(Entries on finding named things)
"""

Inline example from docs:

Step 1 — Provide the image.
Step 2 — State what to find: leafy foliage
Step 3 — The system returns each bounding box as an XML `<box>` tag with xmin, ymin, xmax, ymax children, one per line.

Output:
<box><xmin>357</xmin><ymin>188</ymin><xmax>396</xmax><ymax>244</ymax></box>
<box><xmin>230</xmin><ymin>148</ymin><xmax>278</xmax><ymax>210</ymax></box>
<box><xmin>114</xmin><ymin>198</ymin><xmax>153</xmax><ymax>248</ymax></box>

"""

■ Given request: Recast the material above as a Markdown table with the columns Row and Line, one row per line and no rows for blank lines.

■ Result of this exercise:
| Row | Line |
|---|---|
| 1 | Inline example from docs: |
| 2 | Step 1 — Provide the image. |
| 3 | Step 2 — State what to find: leafy foliage |
| 4 | Step 3 — The system returns each bounding box as an XML `<box>` tag with xmin, ymin, xmax, ymax children, one per line. |
| 5 | Output: |
| 6 | <box><xmin>357</xmin><ymin>188</ymin><xmax>396</xmax><ymax>244</ymax></box> |
| 7 | <box><xmin>230</xmin><ymin>148</ymin><xmax>278</xmax><ymax>210</ymax></box> |
| 8 | <box><xmin>114</xmin><ymin>198</ymin><xmax>153</xmax><ymax>248</ymax></box> |